#### TEXTO FORNECIDO:
━━━━━━━━━━━━━━━━━━━━━━━━━━━━━━
ENSEADA DE BOTAFOGO

ENSEADA DE BOTAFOGO
"Andar pelo Rio, seja com chuva ou sol abrasador, é sempre um prazer. Observar os recantos quase que escondidos é uma experiência indescritível, principalmente se tratando de uma grande cidade. Conheço várias do Brasil, mas nenhuma tem tanta beleza e tantos segredos a se revelarem a cada esquina com tanta história pra contar através da poesia das ruas!" (Charles Stone)

VISTA DO TERRAÇO ITÁLIA

VISTA DO TERRAÇO ITÁLIA
São Paulo, até 1910 era uma província tocada a burros. Os barões do café tinham seus casarões e o resto era pouco mais que uma grande vila. Em pouco mais de 100 anos passou a ser a maior cidade da América Latina e uma das maiores do mundo. É pouco tempo. O século XX, para São Paulo, foi o mais veloz e o mais audaz.” (Jane Darckê Avelar)

26.1.15

QUAL O TEATRO MAIS ANTIGO DO RIO DE JANEIRO?

A pergunta “Qual o teatro mais antigo do Rio?” tem duplo sentido. Você pode querer saber qual dos teatros atualmente existentes no Rio é o mais antigo, ou qual foi o primeiro teatro aberto no Rio? Vamos por partes.

DOS TEATROS ATUALMENTE EXISTENTES QUAL O MAIS ANTIGO?

Se você entrar na página do Teatro João Caetano no site da Secretaria de Cultura vai ler que é “a casa de espetáculos mais antiga da cidade”. Também na Wikipedia você lerá que "o Teatro João Caetano é [...] o mais antigo da cidade do Rio de Janeiro", o que é verdade se levarmos em conta o João Caetano propriamente dito, em sua "encarnação" atual de 1930, e a sucessão de casas de espetáculo que o antecederam naquele mesmo espaço.
━━━━━━━━━━━━━━━━━━━━━━━━━━━━━━
(Registros de caixas delimitadoras)
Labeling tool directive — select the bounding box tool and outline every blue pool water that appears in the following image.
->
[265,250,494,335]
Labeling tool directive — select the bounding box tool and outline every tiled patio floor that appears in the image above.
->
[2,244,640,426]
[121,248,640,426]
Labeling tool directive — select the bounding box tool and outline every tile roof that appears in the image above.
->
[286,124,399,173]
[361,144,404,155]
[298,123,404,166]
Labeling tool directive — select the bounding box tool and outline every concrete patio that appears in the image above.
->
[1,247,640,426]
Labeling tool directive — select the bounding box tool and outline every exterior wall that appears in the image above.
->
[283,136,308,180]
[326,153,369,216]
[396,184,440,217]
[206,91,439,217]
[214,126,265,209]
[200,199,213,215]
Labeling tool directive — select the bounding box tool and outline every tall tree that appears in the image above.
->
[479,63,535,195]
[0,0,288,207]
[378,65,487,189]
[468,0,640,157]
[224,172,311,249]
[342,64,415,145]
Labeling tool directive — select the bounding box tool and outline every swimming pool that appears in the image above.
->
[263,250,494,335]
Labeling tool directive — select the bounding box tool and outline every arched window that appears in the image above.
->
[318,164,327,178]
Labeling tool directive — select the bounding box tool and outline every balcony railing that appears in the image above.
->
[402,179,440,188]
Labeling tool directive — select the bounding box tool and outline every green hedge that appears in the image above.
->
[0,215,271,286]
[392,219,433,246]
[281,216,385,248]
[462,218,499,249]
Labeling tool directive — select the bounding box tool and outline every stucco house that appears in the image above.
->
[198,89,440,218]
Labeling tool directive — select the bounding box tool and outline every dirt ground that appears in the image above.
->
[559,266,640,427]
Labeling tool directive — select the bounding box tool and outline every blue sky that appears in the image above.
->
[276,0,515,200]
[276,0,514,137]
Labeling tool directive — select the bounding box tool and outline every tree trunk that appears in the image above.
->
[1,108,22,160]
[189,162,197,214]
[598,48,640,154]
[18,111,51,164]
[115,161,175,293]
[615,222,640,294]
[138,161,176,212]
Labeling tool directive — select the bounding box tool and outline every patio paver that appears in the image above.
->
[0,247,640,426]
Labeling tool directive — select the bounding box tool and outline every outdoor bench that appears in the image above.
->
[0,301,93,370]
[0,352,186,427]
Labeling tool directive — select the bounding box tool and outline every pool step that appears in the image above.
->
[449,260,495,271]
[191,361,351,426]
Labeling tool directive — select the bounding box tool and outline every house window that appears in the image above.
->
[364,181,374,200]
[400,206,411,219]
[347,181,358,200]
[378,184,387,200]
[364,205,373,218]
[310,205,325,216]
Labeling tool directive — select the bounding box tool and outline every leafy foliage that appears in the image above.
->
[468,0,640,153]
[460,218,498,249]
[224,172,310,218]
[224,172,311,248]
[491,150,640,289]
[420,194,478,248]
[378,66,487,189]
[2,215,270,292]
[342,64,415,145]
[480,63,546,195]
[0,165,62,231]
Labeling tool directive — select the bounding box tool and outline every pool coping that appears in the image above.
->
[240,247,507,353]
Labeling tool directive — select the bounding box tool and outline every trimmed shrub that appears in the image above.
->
━━━━━━━━━━━━━━━━━━━━━━━━━━━━━━
#### PEDIDO 1:
Verta para o inglês esta frase do texto fornecido: "Os barões do café tinham seus casarões e o resto era pouco mais que uma grande vila."
#### PEDIDO 2:
De acordo com o texto fornecido, de que ano é a "encarnação" atual do Teatro João Caetano?
#### PEDIDO 3:
Relacione todos os títulos escritos inteiramente em letras maiúsculas no texto fornecido, mencionando uma única vez os que aparecem repetidos.

#### RESPOSTA COMPLETA 1:
The coffee barons had their mansions, and the rest was little more than a large village.

#### RESPOSTA COMPLETA 2:
A encarnação atual do Teatro João Caetano é de 1930.

#### RESPOSTA COMPLETA 3:
- ENSEADA DE BOTAFOGO
- VISTA DO TERRAÇO ITÁLIA
- QUAL O TEATRO MAIS ANTIGO DO RIO DE JANEIRO?
- DOS TEATROS ATUALMENTE EXISTENTES QUAL O MAIS ANTIGO?